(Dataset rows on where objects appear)
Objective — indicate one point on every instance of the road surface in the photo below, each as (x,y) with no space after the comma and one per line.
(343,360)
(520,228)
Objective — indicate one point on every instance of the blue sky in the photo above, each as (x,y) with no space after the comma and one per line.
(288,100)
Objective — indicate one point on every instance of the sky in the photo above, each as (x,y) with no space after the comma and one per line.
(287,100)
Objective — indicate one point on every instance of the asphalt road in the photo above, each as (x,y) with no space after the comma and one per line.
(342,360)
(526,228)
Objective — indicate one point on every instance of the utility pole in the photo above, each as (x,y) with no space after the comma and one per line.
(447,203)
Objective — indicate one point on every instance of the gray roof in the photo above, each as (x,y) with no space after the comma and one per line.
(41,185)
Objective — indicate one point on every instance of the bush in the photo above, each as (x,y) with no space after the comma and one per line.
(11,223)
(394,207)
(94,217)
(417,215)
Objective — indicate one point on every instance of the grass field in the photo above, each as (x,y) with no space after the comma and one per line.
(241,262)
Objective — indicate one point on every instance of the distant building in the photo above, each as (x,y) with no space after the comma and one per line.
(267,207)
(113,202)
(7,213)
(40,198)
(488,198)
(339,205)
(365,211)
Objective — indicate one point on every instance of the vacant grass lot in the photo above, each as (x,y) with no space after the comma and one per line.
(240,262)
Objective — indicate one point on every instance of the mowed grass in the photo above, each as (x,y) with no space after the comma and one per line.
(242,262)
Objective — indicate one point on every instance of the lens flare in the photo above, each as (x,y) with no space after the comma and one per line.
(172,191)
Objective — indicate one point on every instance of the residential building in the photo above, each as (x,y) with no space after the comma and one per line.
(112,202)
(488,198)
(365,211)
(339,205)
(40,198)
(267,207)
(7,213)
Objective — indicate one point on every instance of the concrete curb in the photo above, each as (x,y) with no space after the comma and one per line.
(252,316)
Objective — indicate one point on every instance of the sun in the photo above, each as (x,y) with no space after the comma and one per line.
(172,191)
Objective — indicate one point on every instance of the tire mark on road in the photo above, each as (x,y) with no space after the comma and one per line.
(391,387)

Work to be completed: Emit verbatim the lines running from the one with "Objective — indicate one point on every instance of the lens" through the last line of the data, both endpoints inclusive.

Correct answer:
Objective — indicate one point on every instance of the lens flare in the photo above, each as (x,y) with no space after the comma and one per line.
(172,191)
Objective — indicate one point on every instance of the residential building in the photo above, each as (x,y) with no space after the comma and one per line.
(112,202)
(488,198)
(365,211)
(339,205)
(40,198)
(267,207)
(7,213)
Objective — indicate one point on every instance of the concrete curb in the photo above, each as (x,y) with no space after the comma and one per line.
(252,316)
Objective — indicate one point on every instance of the sun in the photo above, each as (x,y) with no space after the comma and one per line.
(172,191)
Objective — indicate one point on every instance of the tire mark on road in the photo above, each as (x,y) with no space after the comma and one per line.
(391,387)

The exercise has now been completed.